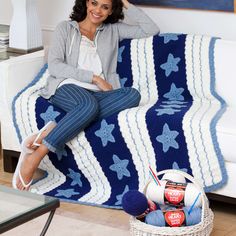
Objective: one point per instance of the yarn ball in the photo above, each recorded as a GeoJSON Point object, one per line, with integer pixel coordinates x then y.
{"type": "Point", "coordinates": [156, 218]}
{"type": "Point", "coordinates": [134, 202]}
{"type": "Point", "coordinates": [194, 217]}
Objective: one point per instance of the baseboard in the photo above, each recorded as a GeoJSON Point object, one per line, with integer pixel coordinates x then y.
{"type": "Point", "coordinates": [221, 198]}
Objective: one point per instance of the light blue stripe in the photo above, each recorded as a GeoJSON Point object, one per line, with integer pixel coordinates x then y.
{"type": "Point", "coordinates": [216, 119]}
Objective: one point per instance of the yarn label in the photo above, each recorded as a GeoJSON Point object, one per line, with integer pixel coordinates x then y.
{"type": "Point", "coordinates": [174, 193]}
{"type": "Point", "coordinates": [174, 218]}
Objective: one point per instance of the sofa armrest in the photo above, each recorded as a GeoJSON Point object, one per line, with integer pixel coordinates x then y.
{"type": "Point", "coordinates": [18, 72]}
{"type": "Point", "coordinates": [15, 74]}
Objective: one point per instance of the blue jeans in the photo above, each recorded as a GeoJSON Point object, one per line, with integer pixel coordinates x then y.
{"type": "Point", "coordinates": [82, 107]}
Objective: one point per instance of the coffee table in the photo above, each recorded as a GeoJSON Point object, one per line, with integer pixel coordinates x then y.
{"type": "Point", "coordinates": [18, 207]}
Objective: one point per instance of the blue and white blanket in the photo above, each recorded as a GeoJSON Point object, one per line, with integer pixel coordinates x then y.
{"type": "Point", "coordinates": [173, 127]}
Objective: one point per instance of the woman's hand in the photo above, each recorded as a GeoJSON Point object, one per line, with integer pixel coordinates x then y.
{"type": "Point", "coordinates": [125, 3]}
{"type": "Point", "coordinates": [101, 83]}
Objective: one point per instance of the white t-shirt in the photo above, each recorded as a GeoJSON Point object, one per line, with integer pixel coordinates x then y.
{"type": "Point", "coordinates": [88, 60]}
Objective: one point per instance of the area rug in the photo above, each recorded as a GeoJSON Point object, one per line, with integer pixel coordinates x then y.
{"type": "Point", "coordinates": [174, 127]}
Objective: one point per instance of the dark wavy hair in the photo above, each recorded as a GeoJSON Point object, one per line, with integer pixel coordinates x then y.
{"type": "Point", "coordinates": [80, 11]}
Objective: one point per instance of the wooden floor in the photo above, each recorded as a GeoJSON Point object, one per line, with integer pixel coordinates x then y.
{"type": "Point", "coordinates": [224, 222]}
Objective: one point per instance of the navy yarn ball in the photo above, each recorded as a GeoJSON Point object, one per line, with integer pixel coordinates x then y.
{"type": "Point", "coordinates": [134, 202]}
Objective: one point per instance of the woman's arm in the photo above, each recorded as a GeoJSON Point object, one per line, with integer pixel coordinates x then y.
{"type": "Point", "coordinates": [56, 58]}
{"type": "Point", "coordinates": [143, 25]}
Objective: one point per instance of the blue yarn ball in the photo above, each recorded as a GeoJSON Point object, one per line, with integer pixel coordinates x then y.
{"type": "Point", "coordinates": [156, 218]}
{"type": "Point", "coordinates": [134, 202]}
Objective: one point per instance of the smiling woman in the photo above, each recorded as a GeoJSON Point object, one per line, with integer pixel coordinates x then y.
{"type": "Point", "coordinates": [218, 5]}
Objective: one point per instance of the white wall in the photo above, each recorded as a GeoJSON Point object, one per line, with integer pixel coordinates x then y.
{"type": "Point", "coordinates": [218, 24]}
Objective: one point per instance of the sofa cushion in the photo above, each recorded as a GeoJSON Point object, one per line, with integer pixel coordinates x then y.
{"type": "Point", "coordinates": [226, 134]}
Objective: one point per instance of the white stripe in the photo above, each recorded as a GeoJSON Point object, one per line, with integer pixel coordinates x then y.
{"type": "Point", "coordinates": [196, 122]}
{"type": "Point", "coordinates": [54, 179]}
{"type": "Point", "coordinates": [132, 122]}
{"type": "Point", "coordinates": [86, 161]}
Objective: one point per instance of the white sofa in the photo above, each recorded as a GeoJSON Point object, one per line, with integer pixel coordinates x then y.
{"type": "Point", "coordinates": [17, 72]}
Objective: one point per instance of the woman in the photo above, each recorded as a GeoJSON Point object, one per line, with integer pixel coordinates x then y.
{"type": "Point", "coordinates": [83, 81]}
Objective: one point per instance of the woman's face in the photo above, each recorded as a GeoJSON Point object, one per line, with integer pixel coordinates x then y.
{"type": "Point", "coordinates": [98, 10]}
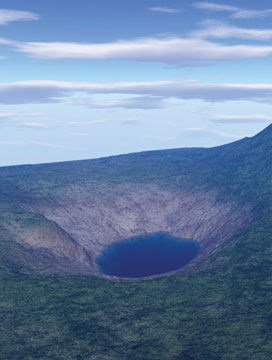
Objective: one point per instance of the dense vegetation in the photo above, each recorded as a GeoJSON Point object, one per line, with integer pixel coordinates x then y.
{"type": "Point", "coordinates": [219, 310]}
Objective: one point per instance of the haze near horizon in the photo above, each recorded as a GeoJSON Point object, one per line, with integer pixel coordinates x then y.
{"type": "Point", "coordinates": [84, 79]}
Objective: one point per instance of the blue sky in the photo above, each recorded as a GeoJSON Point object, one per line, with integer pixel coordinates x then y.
{"type": "Point", "coordinates": [84, 79]}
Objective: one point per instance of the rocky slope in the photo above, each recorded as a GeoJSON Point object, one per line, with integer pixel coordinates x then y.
{"type": "Point", "coordinates": [72, 210]}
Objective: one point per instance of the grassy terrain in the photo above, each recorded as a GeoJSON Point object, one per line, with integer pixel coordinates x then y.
{"type": "Point", "coordinates": [221, 310]}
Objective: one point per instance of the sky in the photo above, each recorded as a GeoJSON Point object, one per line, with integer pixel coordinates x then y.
{"type": "Point", "coordinates": [86, 79]}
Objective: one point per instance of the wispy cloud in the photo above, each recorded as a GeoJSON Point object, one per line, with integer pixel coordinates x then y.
{"type": "Point", "coordinates": [7, 16]}
{"type": "Point", "coordinates": [241, 118]}
{"type": "Point", "coordinates": [222, 30]}
{"type": "Point", "coordinates": [32, 124]}
{"type": "Point", "coordinates": [8, 115]}
{"type": "Point", "coordinates": [31, 142]}
{"type": "Point", "coordinates": [170, 50]}
{"type": "Point", "coordinates": [159, 137]}
{"type": "Point", "coordinates": [165, 10]}
{"type": "Point", "coordinates": [214, 6]}
{"type": "Point", "coordinates": [140, 102]}
{"type": "Point", "coordinates": [237, 12]}
{"type": "Point", "coordinates": [45, 91]}
{"type": "Point", "coordinates": [209, 131]}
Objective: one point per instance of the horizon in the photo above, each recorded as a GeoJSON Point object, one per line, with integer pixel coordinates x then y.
{"type": "Point", "coordinates": [88, 80]}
########################################
Print all entries exactly. The images do not belong in the copy.

Objective: one point per instance of the yarn ball in the photo above, each recorded as a GeoJSON Point object, one per line, with integer pixel coordinates x then y.
{"type": "Point", "coordinates": [156, 218]}
{"type": "Point", "coordinates": [134, 202]}
{"type": "Point", "coordinates": [194, 217]}
Objective: one point per instance of the baseboard in the photo above, each recorded as a GeoJSON Point object, one per line, with integer pixel coordinates x then y.
{"type": "Point", "coordinates": [221, 198]}
Objective: one point per instance of the light blue stripe in the photo above, each recorded as a GeoJSON Point object, one per line, with integer pixel coordinates x then y.
{"type": "Point", "coordinates": [216, 119]}
Objective: one point per instance of the yarn label in the photo above, each recorded as a GeoJSON Point object, one per line, with integer pixel coordinates x then y.
{"type": "Point", "coordinates": [174, 193]}
{"type": "Point", "coordinates": [174, 218]}
Objective: one point per instance of the sofa armrest in the photo above, each recorded as a GeoJSON Point object, one per line, with integer pixel coordinates x then y.
{"type": "Point", "coordinates": [18, 72]}
{"type": "Point", "coordinates": [15, 74]}
Objective: one point per instance of the blue jeans in the photo above, each recorded as a GeoJSON Point object, one per line, with integer pixel coordinates x then y.
{"type": "Point", "coordinates": [82, 107]}
Objective: one point per instance of the coffee table in the photo above, each recorded as a GeoJSON Point object, one per line, with integer pixel coordinates x then y.
{"type": "Point", "coordinates": [18, 207]}
Objective: one point per instance of the blue and white blanket in the photo above, each recorded as a GeoJSON Point object, one per line, with integer pixel coordinates x then y.
{"type": "Point", "coordinates": [173, 127]}
Objective: one point per instance of the woman's hand in the photo above, each recorded as a GeoJSON Point object, one per line, with integer pixel coordinates x then y.
{"type": "Point", "coordinates": [125, 3]}
{"type": "Point", "coordinates": [101, 83]}
Objective: one point per instance of the white t-shirt in the photo above, each recorded as a GeoJSON Point object, one per line, with integer pixel coordinates x then y.
{"type": "Point", "coordinates": [88, 60]}
Objective: one point per instance of the area rug in the photo above, each recorded as a GeoJSON Point object, one per line, with integer pixel coordinates x then y.
{"type": "Point", "coordinates": [174, 127]}
Objective: one point per instance of the dark wavy hair in the photo above, each recorded as a GeoJSON Point object, one per line, with integer pixel coordinates x then y.
{"type": "Point", "coordinates": [80, 11]}
Objective: one point per instance of the wooden floor in the photo above, each recorded as a GeoJSON Point object, one per line, with integer pixel coordinates x then y.
{"type": "Point", "coordinates": [224, 222]}
Objective: one point per instance of the navy yarn ball in the photo above, each recorded as a GeoJSON Point object, one per line, with integer pixel coordinates x then y.
{"type": "Point", "coordinates": [134, 202]}
Objective: one point per instance of the woman's arm in the photo above, each recorded as a GeoJSON Point object, one per line, with integer pixel coordinates x then y.
{"type": "Point", "coordinates": [56, 58]}
{"type": "Point", "coordinates": [143, 25]}
Objective: one point per instance of the blue yarn ball in the photo above, each recorded as a GeoJSON Point object, one per line, with integer pixel coordinates x then y.
{"type": "Point", "coordinates": [156, 218]}
{"type": "Point", "coordinates": [134, 202]}
Objective: one point per instance of the smiling woman in the photo above, each recorded as a GeoJSON Point object, one per line, with integer pixel coordinates x then y.
{"type": "Point", "coordinates": [218, 5]}
Objective: one point per instance of the white wall in the photo above, each recorded as a GeoJSON Point object, one per line, with integer pixel coordinates x then y.
{"type": "Point", "coordinates": [218, 24]}
Objective: one point per instance of the sofa cushion in the photo above, each recorded as a GeoJSON Point object, one per line, with integer pixel coordinates x then y.
{"type": "Point", "coordinates": [226, 134]}
Objective: one point per instance of the white stripe in the photo above, each recorded as a GeoJSON Point object, one per line, with integer pixel coordinates x then y.
{"type": "Point", "coordinates": [196, 122]}
{"type": "Point", "coordinates": [54, 179]}
{"type": "Point", "coordinates": [132, 122]}
{"type": "Point", "coordinates": [86, 161]}
Objective: one point per instance of the white sofa in the photo above, each recorded as a GeoJSON Point object, one per line, with integer pixel coordinates x then y.
{"type": "Point", "coordinates": [17, 72]}
Objective: one point per instance of the woman in the photo above, each recorded as a GeoJSON Point object, one per line, with integer pixel coordinates x then y.
{"type": "Point", "coordinates": [83, 81]}
Objective: one point per instance of the woman's face in the photo above, each recorded as a GeoJSON Point object, one per line, with integer pixel coordinates x then y.
{"type": "Point", "coordinates": [98, 10]}
Objective: one point per instance of the dense vegetation in the photo above, each recorded as a GeoJSON Point object, one per line, with integer pixel coordinates x then y.
{"type": "Point", "coordinates": [219, 310]}
Objective: one point per instance of the haze near horizon in the photo above, each recorded as a GeoJSON Point object, one per line, with integer pixel coordinates x then y.
{"type": "Point", "coordinates": [84, 79]}
Objective: one point per instance of the blue sky in the photo above, each recorded as a GeoJSON Point object, one per line, with integer pixel coordinates x then y.
{"type": "Point", "coordinates": [84, 79]}
Objective: one point per instance of the rocky slope in the photo above, each recorded as a GeoJSON Point object, one per line, with integer pixel coordinates x then y.
{"type": "Point", "coordinates": [72, 210]}
Objective: one point per instance of the grassy terrain in the photo above, each recorded as a GeoJSON Point object, one per line, with integer pixel coordinates x then y.
{"type": "Point", "coordinates": [221, 310]}
Objective: one point per instance of the sky in the photo above, each recorded as a GeoJSON Point object, one per line, with integer pixel coordinates x then y.
{"type": "Point", "coordinates": [86, 79]}
Objective: one point per instance of the wispy cloud in the photo above, each recorded as a GeoJSON Point object, one per line, with integer pixel coordinates x then y.
{"type": "Point", "coordinates": [7, 16]}
{"type": "Point", "coordinates": [241, 118]}
{"type": "Point", "coordinates": [222, 30]}
{"type": "Point", "coordinates": [32, 124]}
{"type": "Point", "coordinates": [8, 115]}
{"type": "Point", "coordinates": [31, 142]}
{"type": "Point", "coordinates": [170, 50]}
{"type": "Point", "coordinates": [159, 137]}
{"type": "Point", "coordinates": [165, 10]}
{"type": "Point", "coordinates": [214, 6]}
{"type": "Point", "coordinates": [140, 102]}
{"type": "Point", "coordinates": [237, 12]}
{"type": "Point", "coordinates": [45, 91]}
{"type": "Point", "coordinates": [209, 131]}
Objective: one point per instance of the horizon in the photo above, each recorded as a GeoJSON Point object, one per line, with integer pixel coordinates x then y.
{"type": "Point", "coordinates": [88, 80]}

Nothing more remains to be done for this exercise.